Exercise requirements
1. From the documentation of the doc_centrality function, reproduce the passage that begins at the words "Given a document-term" and stops after the words "two_mode = TRUE)".
2. Answer these questions using the documentation of the doc_centrality function:
(a) What is the default value of alpha?
(b) Which function is used to obtain the one-mode document-level projection from a document-term matrix?
(c) Whose method does the "between" option use for vertex betweenness centrality?
3. Write the next part of the documentation of the doc_centrality function, starting after its final line.

Selected text
Given a document-term matrix or a document-similarity matrix, this function returns specified text network-based centrality measures. Currently, this includes degree, eigenvector, betweenness, and spanning.
doc_centrality(mat, method, alpha = 1L, two_mode = TRUE)
Document-term matrix with terms as columns or a document-similarity matrix with documents as rows and columns.
Character vector indicating centrality method, including "degree", "eigen", "span", and "between".
Number (default = 1) indicating the tuning parameter for weighted metrics.
Logical (default = TRUE), indicating whether the input matrix is two mode (i.e. a document-term matrix) or one-mode (i.e. document-similarity matrix)
A dataframe with two columns
If a document-term matrix is provided, the function obtains the one-mode
document-level projection to get the document-similarity matrix using
tcrossprod()
. If a one-mode document-similarity matrix is provided, then
this step is skipped. This way document similiarities may be obtained
using other methods, such as Word-Mover's Distance (see doc_similarity
).
The diagonal is ignored in all calculations.
Document centrality methods include:
degree: Opsahl's weighted degree centrality with tuning parameter "alpha"
between: vertex betweenness centrality using Brandes' method
eigen: eigenvector centrality using Freeman's method
span: Modified Burt's constraint following Stoltz and Taylor's method, uses a tuning parameter "alpha" and the output is scaled.

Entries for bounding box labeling
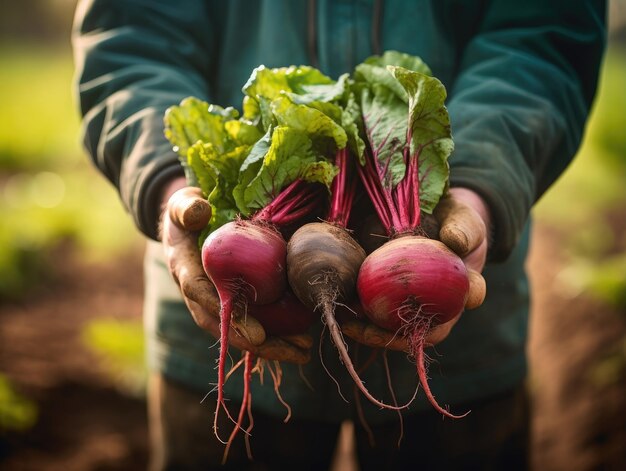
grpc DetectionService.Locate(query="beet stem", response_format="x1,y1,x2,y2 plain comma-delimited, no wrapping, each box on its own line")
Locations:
222,352,254,464
322,296,415,410
413,340,470,419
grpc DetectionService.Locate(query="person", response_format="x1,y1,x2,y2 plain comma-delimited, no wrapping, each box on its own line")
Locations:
73,0,606,470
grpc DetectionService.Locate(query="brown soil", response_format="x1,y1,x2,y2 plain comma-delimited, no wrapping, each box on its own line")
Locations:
0,226,626,471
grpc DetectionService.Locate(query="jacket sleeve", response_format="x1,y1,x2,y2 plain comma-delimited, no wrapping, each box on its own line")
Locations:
72,0,211,239
448,0,606,261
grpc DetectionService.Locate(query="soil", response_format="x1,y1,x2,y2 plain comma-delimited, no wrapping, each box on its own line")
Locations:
0,226,626,471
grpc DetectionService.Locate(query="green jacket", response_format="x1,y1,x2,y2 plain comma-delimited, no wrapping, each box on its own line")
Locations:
73,0,605,420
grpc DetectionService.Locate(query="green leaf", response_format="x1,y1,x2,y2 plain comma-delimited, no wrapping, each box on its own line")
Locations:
233,129,272,216
389,66,454,213
243,65,334,100
341,91,365,165
285,74,349,105
365,51,432,75
237,126,318,214
163,97,238,186
188,142,250,230
355,51,432,103
272,97,348,152
164,97,238,158
360,84,408,190
299,160,339,188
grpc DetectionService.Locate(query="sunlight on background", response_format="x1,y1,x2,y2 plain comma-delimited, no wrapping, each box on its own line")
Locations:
0,0,626,470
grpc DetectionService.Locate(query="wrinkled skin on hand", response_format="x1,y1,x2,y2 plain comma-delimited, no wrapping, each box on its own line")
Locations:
161,183,313,364
341,188,491,352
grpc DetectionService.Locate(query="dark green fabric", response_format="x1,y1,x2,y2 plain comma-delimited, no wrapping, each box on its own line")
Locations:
73,0,605,420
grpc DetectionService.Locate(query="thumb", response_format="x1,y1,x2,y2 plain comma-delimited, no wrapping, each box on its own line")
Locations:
434,194,487,257
168,186,211,231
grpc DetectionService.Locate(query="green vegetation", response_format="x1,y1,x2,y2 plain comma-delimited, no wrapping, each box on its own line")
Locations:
83,319,146,396
0,374,38,433
535,45,626,308
0,46,140,298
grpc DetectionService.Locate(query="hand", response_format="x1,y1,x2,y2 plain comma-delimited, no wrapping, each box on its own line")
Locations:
341,188,491,352
161,179,312,364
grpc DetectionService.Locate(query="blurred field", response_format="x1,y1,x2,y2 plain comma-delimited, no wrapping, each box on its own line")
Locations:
0,0,626,471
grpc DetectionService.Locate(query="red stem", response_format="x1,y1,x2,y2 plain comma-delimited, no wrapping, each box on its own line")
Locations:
358,123,420,236
213,290,233,441
252,179,322,226
222,352,254,464
328,148,356,227
412,329,469,419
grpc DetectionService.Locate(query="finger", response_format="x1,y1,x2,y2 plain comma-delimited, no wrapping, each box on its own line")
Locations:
465,269,487,309
341,320,409,352
434,197,487,257
256,337,311,365
231,312,267,346
185,299,258,354
424,314,461,347
168,186,211,231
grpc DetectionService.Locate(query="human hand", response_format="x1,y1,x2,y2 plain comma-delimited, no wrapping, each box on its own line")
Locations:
161,179,312,364
341,188,491,352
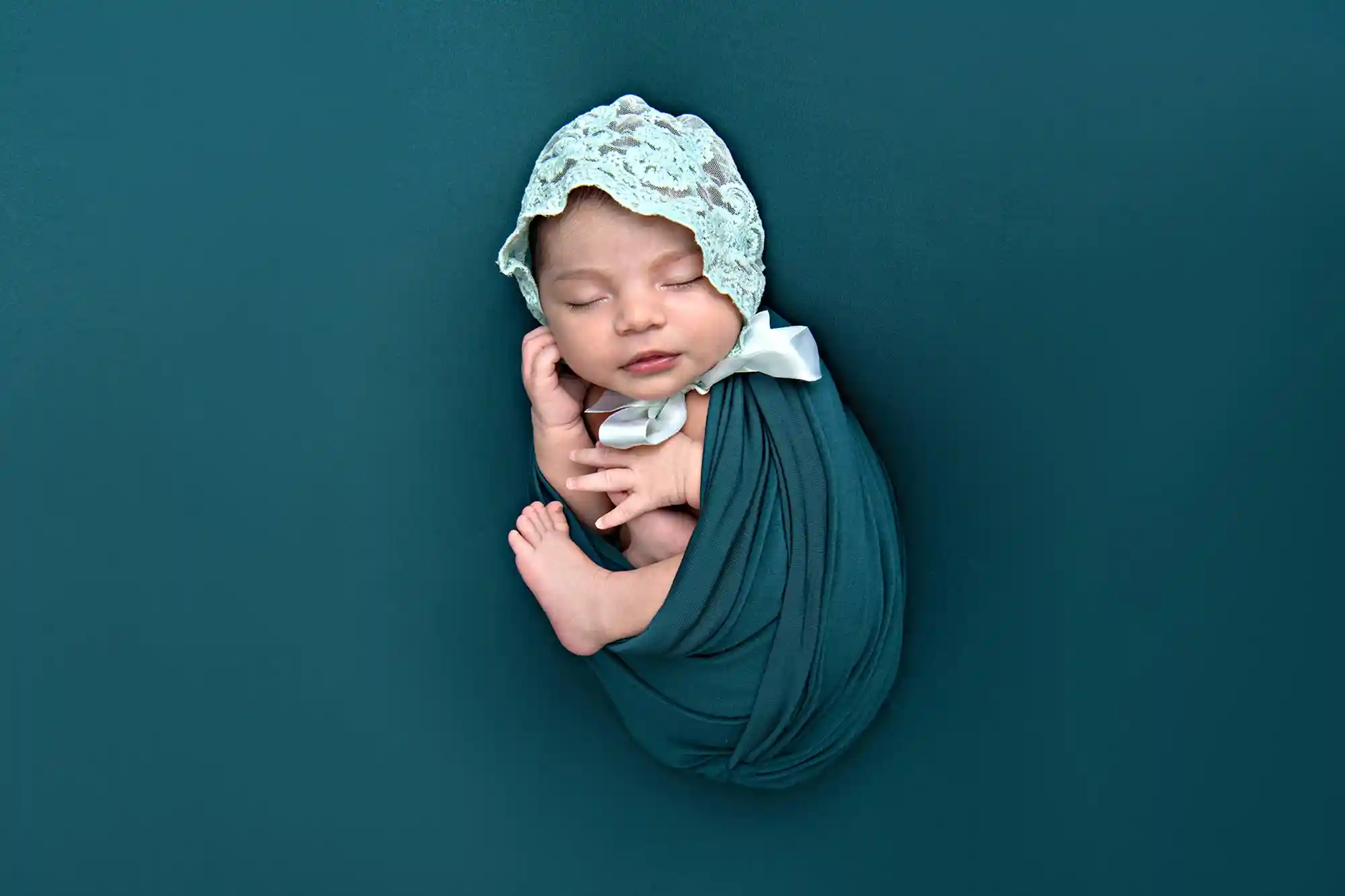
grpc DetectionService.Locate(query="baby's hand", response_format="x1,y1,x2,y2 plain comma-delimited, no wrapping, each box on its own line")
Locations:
565,432,702,529
523,327,588,429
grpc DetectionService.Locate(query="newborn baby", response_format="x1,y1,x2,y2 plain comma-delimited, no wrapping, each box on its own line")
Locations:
508,187,744,655
498,95,905,787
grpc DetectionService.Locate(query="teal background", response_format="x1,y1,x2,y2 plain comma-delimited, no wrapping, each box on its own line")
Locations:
0,0,1345,896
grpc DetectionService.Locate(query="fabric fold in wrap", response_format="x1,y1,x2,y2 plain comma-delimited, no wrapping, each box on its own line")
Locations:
534,313,905,787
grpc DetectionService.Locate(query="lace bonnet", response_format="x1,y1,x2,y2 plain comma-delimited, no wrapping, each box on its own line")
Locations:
498,94,765,352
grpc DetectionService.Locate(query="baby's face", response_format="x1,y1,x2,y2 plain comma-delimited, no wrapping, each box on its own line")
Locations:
537,202,744,399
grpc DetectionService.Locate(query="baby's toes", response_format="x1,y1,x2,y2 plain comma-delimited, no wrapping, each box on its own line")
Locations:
546,501,570,533
514,507,542,545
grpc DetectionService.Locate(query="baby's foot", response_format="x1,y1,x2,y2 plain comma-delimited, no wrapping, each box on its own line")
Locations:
508,501,612,657
624,507,695,569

Outputs
1.
Given a document-term matrix or a document-similarity matrix, this function returns specified text network-based centrality measures. Currently, this includes degree, eigenvector, betweenness, and spanning.
doc_centrality(mat, method, alpha = 1L, two_mode = TRUE)

2.
(a) 1
(b) tcrossprod()
(c) Brandes' method

3.
Brandes, Ulrik
(2000) 'A faster algorithm for betweenness centrality'
Journal of Mathematical Sociology. 25(2):163-177
doi:10.1080/0022250X.2001.9990249
.
Opsahl, Tore, et al.
(2010) 'Node centrality in weighted networks: Generalizing degree
and shortest paths.' Social Networks. 32(3)245:251
doi:10.1016/j.socnet.2010.03.006
Stoltz, Dustin; Taylor, Marshall
(2019) 'Textual Spanning: Finding Discursive Holes in Text Networks'
Socius. doi:10.1177/2378023119827674
# load example text
data(jfk_speech)
# minimal preprocessing
jfk_speech$sentence <- tolower(jfk_speech$sentence)
jfk_speech$sentence <- gsub("[[:punct:]]+", " ", jfk_speech$sentence)
# create DTM
dtm <- dtm_builder(jfk_speech, sentence, sentence_id)
ddeg <- doc_centrality(dtm, method = "degree")
deig <- doc_centrality(dtm, method = "eigen")
dbet <- doc_centrality(dtm, method = "between")
dspa <- doc_centrality(dtm, method = "span")
# with a document-similarity matrix (dsm)
dsm <- doc_similarity(dtm, method = "cosine")
ddeg <- doc_centrality(dsm, method = "degree", two_mode = FALSE)